» **What is required**:
Extract the passage on vaccinating horses before travel and shows, and reproduce it in full, word for word.

When a horse receives a vaccine booster, the immune system recognizes the foreign antigen (protein) and increases protective antibodies against that antigen. This anamnestic (memory) response to vaccines needs a couple weeks to develop optimal protection against the disease. For this reason, vaccine boosters should be given at least 2-3 weeks prior to travel or show. This enables the best protective coverage for horses in the face of the most likely exposure when off the farm.
An exception to this recommendation is the intranasal influenza vaccine, which generally confers protective immunity within seven days.
If the horse has never had a specific immunization in the past, then the primary series of two injections must begin his vaccination program. Generally, these shots are spaced 4-6 weeks apart. Add in another 2-3 weeks for the horse to develop ample protective immunity, and that means it’ll take at least 6-8 weeks prior to travel for a horse to be sufficiently protected against that specific disease.
Some horse owners have concerns about booster vaccines that might incur an adverse reaction, such as localized muscle soreness or swelling, lameness, fever, reduced appetite and general malaise. This is another reason why it is smart to have horses immunized at least 2-3 weeks prior to travel and/or an event. If a mild adverse reaction does occur, it usually resolves within a couple of days and the horse can return to training soon thereafter. Any problems should be well resolved by the time of the show and travel.
The objective is to be able to take your horse off the farm and bring him home again without him developing any signs of illness. In addition to routine vaccination schedules for competition horses, it is important to implement effective biosecurity practices on the farm and while away from home. These control measures minimize risk of exposure and reduce the spread of disease.

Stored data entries

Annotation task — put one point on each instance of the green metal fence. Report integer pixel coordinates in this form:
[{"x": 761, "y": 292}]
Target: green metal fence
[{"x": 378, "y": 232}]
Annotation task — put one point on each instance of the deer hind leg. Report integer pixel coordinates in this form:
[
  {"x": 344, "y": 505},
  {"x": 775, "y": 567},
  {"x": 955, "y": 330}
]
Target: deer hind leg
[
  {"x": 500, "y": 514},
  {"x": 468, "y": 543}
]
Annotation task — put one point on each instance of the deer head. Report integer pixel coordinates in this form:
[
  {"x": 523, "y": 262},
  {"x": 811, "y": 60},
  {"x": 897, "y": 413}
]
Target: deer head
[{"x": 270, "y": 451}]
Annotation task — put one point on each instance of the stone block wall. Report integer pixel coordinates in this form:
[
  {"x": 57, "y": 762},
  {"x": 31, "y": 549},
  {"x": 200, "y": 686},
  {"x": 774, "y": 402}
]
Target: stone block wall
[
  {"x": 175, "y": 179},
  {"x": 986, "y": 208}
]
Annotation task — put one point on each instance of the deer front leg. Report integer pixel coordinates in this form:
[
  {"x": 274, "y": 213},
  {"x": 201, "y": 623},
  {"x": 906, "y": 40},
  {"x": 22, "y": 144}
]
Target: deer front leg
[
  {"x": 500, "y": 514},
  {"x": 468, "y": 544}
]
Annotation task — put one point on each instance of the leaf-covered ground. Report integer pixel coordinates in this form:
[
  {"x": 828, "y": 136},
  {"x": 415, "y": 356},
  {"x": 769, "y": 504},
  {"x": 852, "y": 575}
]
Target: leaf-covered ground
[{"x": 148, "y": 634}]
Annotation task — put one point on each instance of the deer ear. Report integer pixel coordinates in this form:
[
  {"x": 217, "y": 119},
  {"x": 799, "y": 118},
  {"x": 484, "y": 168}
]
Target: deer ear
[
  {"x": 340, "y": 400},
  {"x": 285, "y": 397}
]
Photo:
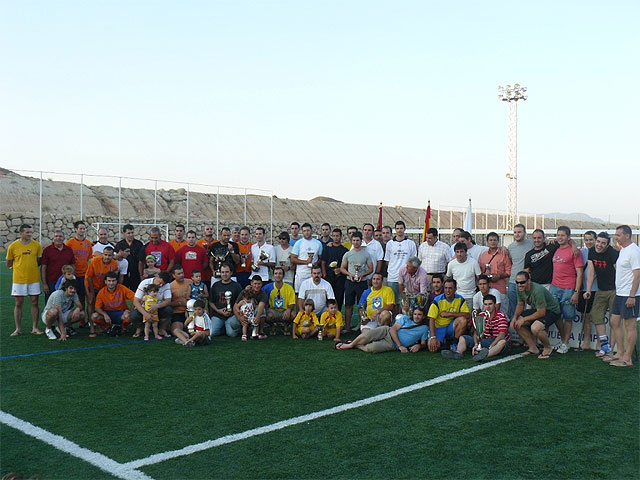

» **Response to this task**:
When a horse receives a vaccine booster, the immune system recognizes the foreign antigen (protein) and increases protective antibodies against that antigen. This anamnestic (memory) response to vaccines needs a couple weeks to develop optimal protection against the disease. For this reason, vaccine boosters should be given at least 2-3 weeks prior to travel or show. This enables the best protective coverage for horses in the face of the most likely exposure when off the farm.
An exception to this recommendation is the intranasal influenza vaccine, which generally confers protective immunity within seven days.
If the horse has never had a specific immunization in the past, then the primary series of two injections must begin his vaccination program. Generally, these shots are spaced 4-6 weeks apart. Add in another 2-3 weeks for the horse to develop ample protective immunity, and that means it’ll take at least 6-8 weeks prior to travel for a horse to be sufficiently protected against that specific disease.
Some horse owners have concerns about booster vaccines that might incur an adverse reaction, such as localized muscle soreness or swelling, lameness, fever, reduced appetite and general malaise. This is another reason why it is smart to have horses immunized at least 2-3 weeks prior to travel and/or an event. If a mild adverse reaction does occur, it usually resolves within a couple of days and the horse can return to training soon thereafter. Any problems should be well resolved by the time of the show and travel.
The objective is to be able to take your horse off the farm and bring him home again without him developing any signs of illness. In addition to routine vaccination schedules for competition horses, it is important to implement effective biosecurity practices on the farm and while away from home. These control measures minimize risk of exposure and reduce the spread of disease.